— begin Materials provided —

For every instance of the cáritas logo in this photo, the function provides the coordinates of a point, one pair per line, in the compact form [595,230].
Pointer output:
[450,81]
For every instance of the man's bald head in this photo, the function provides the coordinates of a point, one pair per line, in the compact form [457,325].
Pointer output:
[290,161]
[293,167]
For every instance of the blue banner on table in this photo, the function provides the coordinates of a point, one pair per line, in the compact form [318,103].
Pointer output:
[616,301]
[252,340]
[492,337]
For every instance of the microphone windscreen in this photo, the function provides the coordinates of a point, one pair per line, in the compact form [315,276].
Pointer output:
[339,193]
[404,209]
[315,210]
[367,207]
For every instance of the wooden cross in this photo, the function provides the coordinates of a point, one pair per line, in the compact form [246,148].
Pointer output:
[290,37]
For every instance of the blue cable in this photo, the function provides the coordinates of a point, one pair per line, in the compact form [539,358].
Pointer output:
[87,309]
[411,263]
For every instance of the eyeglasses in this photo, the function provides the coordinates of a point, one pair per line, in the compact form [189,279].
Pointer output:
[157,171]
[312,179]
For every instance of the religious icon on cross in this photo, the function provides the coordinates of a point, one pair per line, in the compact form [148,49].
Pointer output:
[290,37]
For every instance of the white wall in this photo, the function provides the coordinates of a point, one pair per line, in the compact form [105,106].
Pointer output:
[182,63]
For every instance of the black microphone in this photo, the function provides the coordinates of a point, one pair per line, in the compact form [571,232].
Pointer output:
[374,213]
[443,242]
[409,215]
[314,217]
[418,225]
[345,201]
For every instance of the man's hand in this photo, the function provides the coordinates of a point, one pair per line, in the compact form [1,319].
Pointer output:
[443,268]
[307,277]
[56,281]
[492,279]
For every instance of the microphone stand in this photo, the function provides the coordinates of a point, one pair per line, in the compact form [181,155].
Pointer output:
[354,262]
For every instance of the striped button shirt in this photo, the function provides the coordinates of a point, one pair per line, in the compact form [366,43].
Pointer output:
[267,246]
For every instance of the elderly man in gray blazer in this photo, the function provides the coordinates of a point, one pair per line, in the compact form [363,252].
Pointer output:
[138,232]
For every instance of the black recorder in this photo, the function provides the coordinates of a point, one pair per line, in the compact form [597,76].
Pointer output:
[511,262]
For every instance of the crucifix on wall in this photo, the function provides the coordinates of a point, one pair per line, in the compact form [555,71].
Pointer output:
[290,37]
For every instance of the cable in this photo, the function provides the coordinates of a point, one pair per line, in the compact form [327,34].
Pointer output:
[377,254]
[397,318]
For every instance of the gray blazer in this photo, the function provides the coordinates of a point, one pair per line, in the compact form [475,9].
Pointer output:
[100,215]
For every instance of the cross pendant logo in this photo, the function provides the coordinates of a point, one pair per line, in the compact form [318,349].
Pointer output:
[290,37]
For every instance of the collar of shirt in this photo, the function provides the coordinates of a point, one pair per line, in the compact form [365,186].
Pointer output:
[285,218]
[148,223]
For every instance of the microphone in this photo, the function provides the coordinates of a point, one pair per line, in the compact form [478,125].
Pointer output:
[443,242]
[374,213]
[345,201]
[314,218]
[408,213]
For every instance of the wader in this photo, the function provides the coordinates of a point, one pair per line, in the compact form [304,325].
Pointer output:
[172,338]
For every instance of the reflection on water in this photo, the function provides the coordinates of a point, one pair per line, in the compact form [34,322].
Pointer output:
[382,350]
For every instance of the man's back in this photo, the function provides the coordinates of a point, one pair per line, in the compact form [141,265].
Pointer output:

— end Materials provided —

Retype all of the data shown above, word for word.

> [Expected answer]
For every instance of the cáritas logo in this photo, the function provides the coordinates of a point, one pair per line, in the compact form [595,230].
Pointer output:
[450,81]
For every instance of the man's bald head in this photo, the function provides the coordinates of a point, one pair per line, in the compact form [457,325].
Pointer output:
[290,161]
[293,167]
For every instance of the blue banner on table in this photo, the function provides the coordinates of a point, one pair per line, in the compact form [318,103].
Pointer output:
[616,301]
[252,340]
[492,337]
For every instance of the microphone windscreen in this photo, the function provides the coordinates of a point, one pair per line, in the compact form [315,276].
Pointer output:
[339,193]
[404,209]
[315,210]
[367,207]
For every instance of the wooden cross in this photo, the function provides the coordinates of a point, one pair per line, in the compact form [246,148].
Pointer output:
[290,37]
For every instance of the blue cable in this photo, the function provides the coordinates of a point, one pair per line, in the compact form [539,358].
Pointer output:
[87,309]
[411,263]
For every instance of the eyeglasses in this photo, the function provides the coordinates of a point, one pair per line, in the compact form [189,279].
Pointer output:
[157,171]
[312,179]
For every instance of the religious icon on cross in this photo, the function provides the coordinates of a point, one pair per line, in the compact form [148,49].
Pointer output:
[290,37]
For every instance of the white wall in this photo, the function provides the coordinates of a point, one pair per line, in the compact form [105,106].
Pointer output:
[182,63]
For every instance of the black microphone in this photo, the function provides the coordinates of a point, one pair per line, in the compact form [571,232].
Pointer output:
[374,213]
[443,242]
[409,215]
[314,217]
[418,225]
[345,201]
For every instance of the man's hand in this photo, the function provides the coordinates of a point, one pair per line, in the compact form [1,319].
Pointer output:
[443,268]
[307,277]
[56,281]
[492,279]
For every instance of the microphone stand in this photo, the function provides the coordinates of a point, one pair per line, in the compact form [181,155].
Pointer output:
[354,262]
For every instance of the striped button shirt in this photo, the function provides the coordinates of a point, one pair per line, in the compact form [366,43].
Pointer output:
[267,246]
For every instance of the elderly man in gray blazer in this photo, the function provides the coordinates of a point, one pair per line, in the compact form [363,252].
Pointer output:
[138,232]
For every instance of the black recorder in this photo, the function provides the coordinates of a point, one pair per line, in the compact form [597,76].
Pointer output:
[511,262]
For every instance of the crucifix on wall in this photo, the function provides the coordinates of a point, one pair per line, in the compact form [555,71].
Pointer output:
[290,37]
For every instance of the cable in this photo, the function provides the coordinates of a point, one pair per line, in the compact form [327,34].
Pointer output:
[377,254]
[397,318]
For every instance of the gray blazer in this photo, the function provides the coordinates of a point, one pair per line, in the compact form [475,9].
Pointer output:
[100,215]
For every instance of the cross pendant logo in this photo, the function provides the coordinates of a point, one pair per line, in the compact form [318,349].
Pointer output:
[290,37]
For every instance of the collar of shirt in this photo, the function provides the coordinates of a point, one pair per line, in the compact form [365,186].
Pointer output:
[285,218]
[148,223]
For every instance of the microphone in this photo, the function provides the coordinates of a point, one pair per line, in the compact form [478,125].
Pointer output:
[443,242]
[374,213]
[345,201]
[314,218]
[408,213]
For every instance of the wader in this photo, the function provides the coordinates of a point, one pair per line, in the compact form [304,325].
Pointer output:
[172,338]
For every instance of the reflection on water in this photo, the function provides the coordinates of a point, one pair per line, in the compact form [34,322].
Pointer output:
[382,350]
For every instance of the man's back in this photo, the function provides the coordinates of a point, one pair per line, in the compact form [141,265].
Pointer output:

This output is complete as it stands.